Omit images. Retype all entries verbatim.

** start of Material supplied **

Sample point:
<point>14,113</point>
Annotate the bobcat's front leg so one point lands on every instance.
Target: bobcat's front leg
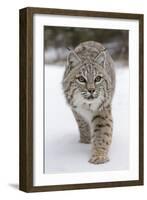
<point>101,136</point>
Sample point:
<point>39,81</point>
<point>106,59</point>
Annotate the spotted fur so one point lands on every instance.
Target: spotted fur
<point>88,84</point>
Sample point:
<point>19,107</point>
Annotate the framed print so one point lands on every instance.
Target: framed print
<point>81,99</point>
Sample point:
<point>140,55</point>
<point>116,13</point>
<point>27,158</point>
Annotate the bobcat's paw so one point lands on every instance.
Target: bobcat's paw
<point>98,159</point>
<point>85,141</point>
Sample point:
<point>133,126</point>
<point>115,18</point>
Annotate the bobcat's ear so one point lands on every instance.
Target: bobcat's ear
<point>73,59</point>
<point>100,59</point>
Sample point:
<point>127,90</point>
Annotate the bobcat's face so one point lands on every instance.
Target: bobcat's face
<point>90,82</point>
<point>86,82</point>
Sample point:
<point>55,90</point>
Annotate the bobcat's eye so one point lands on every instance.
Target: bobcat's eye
<point>98,79</point>
<point>81,79</point>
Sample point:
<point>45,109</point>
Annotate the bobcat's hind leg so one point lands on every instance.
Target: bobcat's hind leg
<point>83,128</point>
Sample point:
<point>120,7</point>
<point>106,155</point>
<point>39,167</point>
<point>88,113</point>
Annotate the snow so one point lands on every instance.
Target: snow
<point>63,152</point>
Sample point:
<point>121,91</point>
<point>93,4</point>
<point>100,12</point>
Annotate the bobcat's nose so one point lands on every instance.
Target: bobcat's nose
<point>91,90</point>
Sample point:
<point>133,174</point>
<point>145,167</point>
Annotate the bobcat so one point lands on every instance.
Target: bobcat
<point>88,84</point>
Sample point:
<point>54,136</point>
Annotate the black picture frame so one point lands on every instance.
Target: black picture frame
<point>26,99</point>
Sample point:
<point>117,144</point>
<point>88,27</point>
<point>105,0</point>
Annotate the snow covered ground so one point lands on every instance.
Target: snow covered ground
<point>63,152</point>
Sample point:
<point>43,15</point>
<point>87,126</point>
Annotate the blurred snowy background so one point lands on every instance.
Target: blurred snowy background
<point>63,152</point>
<point>57,40</point>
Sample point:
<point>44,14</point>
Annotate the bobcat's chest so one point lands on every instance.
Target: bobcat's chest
<point>84,108</point>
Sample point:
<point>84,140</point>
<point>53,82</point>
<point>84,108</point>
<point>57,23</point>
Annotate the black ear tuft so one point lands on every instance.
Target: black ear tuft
<point>73,59</point>
<point>100,59</point>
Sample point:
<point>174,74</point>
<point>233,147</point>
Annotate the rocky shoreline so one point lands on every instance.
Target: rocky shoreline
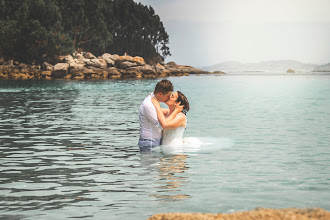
<point>255,214</point>
<point>81,66</point>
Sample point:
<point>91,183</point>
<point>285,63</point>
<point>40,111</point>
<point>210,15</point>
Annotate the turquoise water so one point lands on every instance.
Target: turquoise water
<point>68,148</point>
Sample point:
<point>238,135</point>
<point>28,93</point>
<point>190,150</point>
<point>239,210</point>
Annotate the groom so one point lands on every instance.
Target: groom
<point>150,128</point>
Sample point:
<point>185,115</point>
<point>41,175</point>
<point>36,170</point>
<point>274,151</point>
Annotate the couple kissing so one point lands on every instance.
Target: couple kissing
<point>159,125</point>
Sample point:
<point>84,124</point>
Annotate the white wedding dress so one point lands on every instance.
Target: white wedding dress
<point>173,137</point>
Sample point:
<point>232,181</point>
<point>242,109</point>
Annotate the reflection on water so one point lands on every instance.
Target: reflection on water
<point>69,149</point>
<point>170,168</point>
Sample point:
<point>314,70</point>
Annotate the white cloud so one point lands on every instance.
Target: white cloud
<point>242,10</point>
<point>211,31</point>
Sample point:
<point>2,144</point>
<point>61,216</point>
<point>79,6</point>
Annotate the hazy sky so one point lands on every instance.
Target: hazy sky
<point>204,33</point>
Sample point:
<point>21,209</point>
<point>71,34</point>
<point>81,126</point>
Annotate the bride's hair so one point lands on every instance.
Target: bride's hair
<point>184,101</point>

** end of Material supplied **

▶ _Final result_:
Sample point:
<point>14,113</point>
Annotate the bobcat's front leg so one point lands on every instance.
Target: bobcat's front leg
<point>101,136</point>
Sample point:
<point>39,81</point>
<point>106,59</point>
Annotate the spotted fur so one point lands on every instance.
Target: spotted fur
<point>88,84</point>
Sample point:
<point>19,107</point>
Annotate the framed print so one point lands on every instance.
Target: framed print
<point>81,99</point>
Sample point:
<point>140,55</point>
<point>116,13</point>
<point>27,158</point>
Annotate the bobcat's paw so one point lands on every instance.
Target: bobcat's paw
<point>98,159</point>
<point>85,141</point>
Sample point:
<point>133,126</point>
<point>115,18</point>
Annotate the bobcat's ear so one point lands on every instance.
Target: bobcat's ear
<point>73,59</point>
<point>100,59</point>
Sample point:
<point>127,90</point>
Annotate the bobcat's face so one point lands on every instance.
Target: bobcat's face
<point>90,82</point>
<point>86,82</point>
Sample point:
<point>55,90</point>
Annotate the bobcat's eye so one point lands on every instance.
Target: bobcat's eye
<point>98,79</point>
<point>81,79</point>
Sample point:
<point>45,109</point>
Annotate the bobcat's hind leg so one point lands on every instance.
Target: bobcat's hind leg
<point>83,128</point>
Sample point:
<point>120,7</point>
<point>106,155</point>
<point>39,167</point>
<point>88,113</point>
Annotate the snow so one point lands on every instance.
Target: snow
<point>63,152</point>
Sample point:
<point>121,91</point>
<point>93,4</point>
<point>100,12</point>
Annotate the bobcat's nose so one point lands on every instance.
Target: bobcat's nose
<point>91,90</point>
Sample point:
<point>133,174</point>
<point>145,167</point>
Annotate the bobcat so one point lands on every instance.
Target: bobcat
<point>88,84</point>
Sample point:
<point>54,136</point>
Annotate the black picture frame so one point lands on every instance.
Target: black picture frame
<point>26,99</point>
Sample point:
<point>117,144</point>
<point>88,27</point>
<point>105,0</point>
Annotate the snow covered ground so one point lands on every instance.
Target: snow covered ground
<point>63,152</point>
Sample point:
<point>43,15</point>
<point>87,126</point>
Annotate the blurred snowy background so one point lands on every instance.
Target: blurred snowy background
<point>63,152</point>
<point>57,40</point>
Sample point:
<point>44,14</point>
Annotate the bobcat's chest so one point lands on every instance.
Target: bobcat's chest
<point>84,108</point>
Sample point:
<point>84,140</point>
<point>53,82</point>
<point>84,108</point>
<point>57,23</point>
Annotate the black ear tuft so one point lands on every instance.
Target: black ear tuft
<point>73,59</point>
<point>100,59</point>
Sample point:
<point>174,74</point>
<point>233,147</point>
Annotate the rocky shoreline so one point lands on every instance.
Target: rocky shoreline
<point>255,214</point>
<point>81,66</point>
Sample point:
<point>91,183</point>
<point>285,63</point>
<point>40,111</point>
<point>210,15</point>
Annotate the turquoise water so one point lands on every instance.
Target: turquoise water
<point>68,148</point>
Sample point:
<point>238,135</point>
<point>28,93</point>
<point>190,150</point>
<point>239,210</point>
Annotate the groom so one point lands on every instance.
Target: groom
<point>150,128</point>
Sample point:
<point>185,115</point>
<point>41,175</point>
<point>36,170</point>
<point>274,151</point>
Annotate the couple kissing so one point lands on every instance.
Target: couple kissing
<point>159,125</point>
Sample point:
<point>84,124</point>
Annotate the white wedding dress so one point lands on every instance.
Target: white wedding dress
<point>173,137</point>
Sample point:
<point>232,181</point>
<point>242,109</point>
Annotate the reflection on water so one point lands on every instance.
Target: reflection on water
<point>69,149</point>
<point>170,168</point>
Sample point:
<point>314,70</point>
Annotate the white cloud so one point lands on every instance.
Target: white cloud
<point>242,10</point>
<point>211,31</point>
Sample point:
<point>2,144</point>
<point>61,216</point>
<point>79,6</point>
Annotate the hazy sky so one point lands on every instance.
Target: hazy sky
<point>204,33</point>
Sample point:
<point>21,209</point>
<point>71,34</point>
<point>81,126</point>
Annotate the bride's hair so one point lands on every instance.
Target: bride's hair
<point>184,101</point>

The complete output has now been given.